EXCERPTED TEXT:
The Hollandsch Inlandsche Kweekschool (Dutch for Dutch native development school), often abbreviated as HIK, were a type of Christian Dutch language auxiliary teacher training schools for Indonesian students in the Dutch East Indies in the early twentieth century. There were other types of teacher training schools in the Indies, including Hoogere Kweek School which trained teachers at a higher level, and Taman Siswa and Muhammadiyah schools which were outside of the colonial system and affiliated with the Indonesian nationalist movement. Because the HIK schools were more accessible than other forms of European education for native Indonesians, a number of figures who later rose to prominence in the late colonial and early independence era were educated in HIK schools.
==History==
Older types of teacher training schools for native students had been established by missionaries in the Indies dating back to the nineteenth century; the first may have been opened in Ambon in 1834. They expanded to various parts of the Indies and generally had Malay as their language of instruction.

EXCERPTED DATA:
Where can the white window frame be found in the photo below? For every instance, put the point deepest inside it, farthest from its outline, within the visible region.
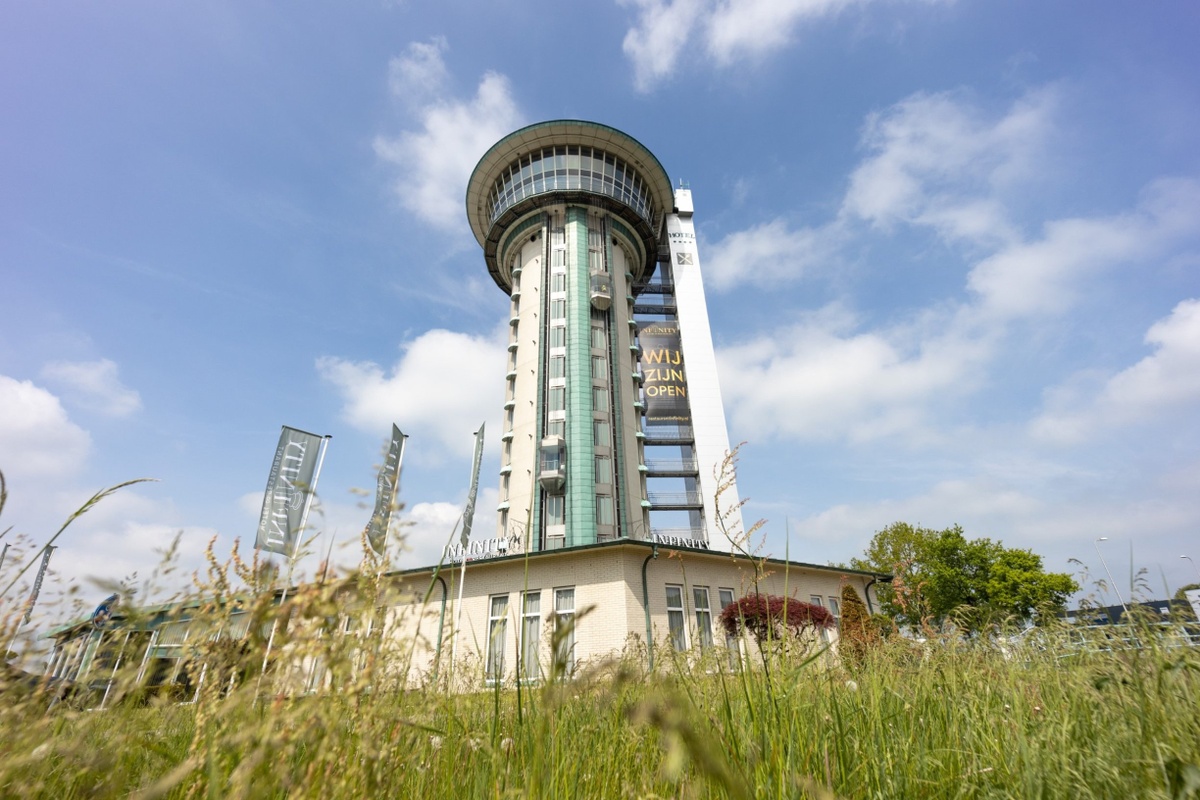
(531, 636)
(564, 627)
(703, 614)
(677, 618)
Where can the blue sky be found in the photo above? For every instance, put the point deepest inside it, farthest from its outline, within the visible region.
(952, 252)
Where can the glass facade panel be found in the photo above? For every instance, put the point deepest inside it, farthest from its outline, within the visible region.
(604, 510)
(497, 629)
(555, 506)
(564, 630)
(703, 615)
(531, 633)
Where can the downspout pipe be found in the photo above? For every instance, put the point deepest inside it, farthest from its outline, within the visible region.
(646, 603)
(442, 617)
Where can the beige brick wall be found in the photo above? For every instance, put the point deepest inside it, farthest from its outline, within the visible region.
(610, 614)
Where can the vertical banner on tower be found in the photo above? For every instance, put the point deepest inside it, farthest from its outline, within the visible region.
(288, 491)
(468, 513)
(385, 492)
(666, 382)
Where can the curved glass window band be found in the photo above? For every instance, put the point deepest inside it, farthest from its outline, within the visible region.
(569, 168)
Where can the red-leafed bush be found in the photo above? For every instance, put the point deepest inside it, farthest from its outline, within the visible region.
(771, 615)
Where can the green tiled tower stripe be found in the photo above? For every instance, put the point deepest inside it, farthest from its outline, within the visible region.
(618, 382)
(581, 493)
(535, 533)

TASKS TO CARRY OUT:
[1] Answer these questions about the text on the HIK schools:
(a) What does the abbreviation HIK stand for?
(b) In what place and year may the first teacher training school for native students have been opened?
(c) What language did the older teacher training schools generally use for instruction?
[2] Update the text on the HIK schools by writing out the passage from "The Hollandsch Inlandsche" up to and including "in HIK schools.", with "twentieth century" replaced by "20th century".
The items have no part in this exercise.

ANSWERS TO THE EXERCISES:
[1]
(a) Hollandsch Inlandsche Kweekschool
(b) Ambon, in 1834
(c) Malay

[2]
The Hollandsch Inlandsche Kweekschool (Dutch for Dutch native development school), often abbreviated as HIK, were a type of Christian Dutch language auxiliary teacher training schools for Indonesian students in the Dutch East Indies in the early 20th century. There were other types of teacher training schools in the Indies, including Hoogere Kweek School which trained teachers at a higher level, and Taman Siswa and Muhammadiyah schools which were outside of the colonial system and affiliated with the Indonesian nationalist movement. Because the HIK schools were more accessible than other forms of European education for native Indonesians, a number of figures who later rose to prominence in the late colonial and early independence era were educated in HIK schools.